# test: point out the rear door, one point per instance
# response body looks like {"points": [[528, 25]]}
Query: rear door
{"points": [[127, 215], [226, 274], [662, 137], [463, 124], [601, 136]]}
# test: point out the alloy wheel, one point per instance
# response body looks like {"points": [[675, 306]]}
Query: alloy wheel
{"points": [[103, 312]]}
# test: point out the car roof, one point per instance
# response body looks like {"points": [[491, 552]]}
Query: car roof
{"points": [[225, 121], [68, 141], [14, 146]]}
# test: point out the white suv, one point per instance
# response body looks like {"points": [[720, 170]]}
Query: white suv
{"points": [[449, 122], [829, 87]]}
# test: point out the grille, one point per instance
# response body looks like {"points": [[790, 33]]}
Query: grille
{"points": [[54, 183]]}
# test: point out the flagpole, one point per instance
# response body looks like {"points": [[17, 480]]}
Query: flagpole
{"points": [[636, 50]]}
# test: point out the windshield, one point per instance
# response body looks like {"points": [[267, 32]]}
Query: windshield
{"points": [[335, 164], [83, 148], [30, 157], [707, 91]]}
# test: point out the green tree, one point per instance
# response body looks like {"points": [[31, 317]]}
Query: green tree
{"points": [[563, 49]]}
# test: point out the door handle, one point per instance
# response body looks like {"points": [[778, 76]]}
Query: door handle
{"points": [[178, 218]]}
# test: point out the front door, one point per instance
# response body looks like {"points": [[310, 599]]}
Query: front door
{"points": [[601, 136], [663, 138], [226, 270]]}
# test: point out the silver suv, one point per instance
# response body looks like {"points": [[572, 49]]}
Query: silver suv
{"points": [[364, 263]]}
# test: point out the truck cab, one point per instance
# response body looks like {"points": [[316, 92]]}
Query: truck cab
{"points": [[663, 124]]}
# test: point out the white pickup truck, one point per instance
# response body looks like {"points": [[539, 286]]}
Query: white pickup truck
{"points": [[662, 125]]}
+ + + + +
- [WRITTEN EXERCISE]:
Render every item above as a two-column CSV with the columns text and answer. Give one row per item, with the item's text and its answer each in a single quoted field and any line breaks replaced by spaces.

- [ANSWER TO THIS PROBLEM]:
text,answer
"# test: point out the rear door, one point per instance # response body looks like {""points"": [[528, 25]]} Query: rear door","{""points"": [[127, 215], [226, 274], [662, 137], [463, 124], [601, 136]]}"
"# test: point out the alloy wheel, one point per instance # response body looks like {""points"": [[675, 306]]} Query: alloy wheel","{""points"": [[103, 312]]}"
"# test: point out the car roof, one point per instance # response body looks like {""points"": [[491, 552]]} Query: car roof","{""points"": [[225, 121], [68, 141], [14, 146]]}"
"# test: point out the white suv, one point per instance # response body looks like {""points"": [[720, 170]]} Query: white suv","{""points"": [[449, 122], [829, 87]]}"
"# test: point out the grille, one point per instance # response body looks like {""points"": [[790, 33]]} Query: grille","{""points"": [[54, 183]]}"
"# test: point out the flagpole, one point per instance # response body looks like {""points"": [[17, 480]]} Query: flagpole","{""points"": [[636, 50]]}"
"# test: point out the windshield, one point per instance # response body looks like {""points"": [[267, 32]]} Query: windshield","{""points"": [[335, 164], [83, 148], [30, 157], [707, 91]]}"
"# test: point out the green tree, one point per instance # response body looks like {""points"": [[31, 317]]} Query: green tree","{""points"": [[563, 49]]}"
"# test: point out the door handle, one point per instance # response body looks like {""points"": [[778, 76]]} Query: door handle","{""points"": [[178, 218]]}"
"# test: point out the front door, one point per instance # response body looks like {""points"": [[310, 599]]} Query: front door","{""points"": [[601, 136], [663, 138], [226, 270]]}"
"# test: point out the silver suv, one point per instance # response body looks like {""points"": [[572, 49]]} Query: silver suv","{""points"": [[364, 263]]}"
"# test: point out the truck cab, one point per instance # response body looks like {""points"": [[316, 92]]} Query: truck cab","{""points"": [[663, 124]]}"
"# test: point out the white pickup truck, one point per instance # response body looks like {""points"": [[539, 286]]} Query: white pickup truck","{""points"": [[662, 125]]}"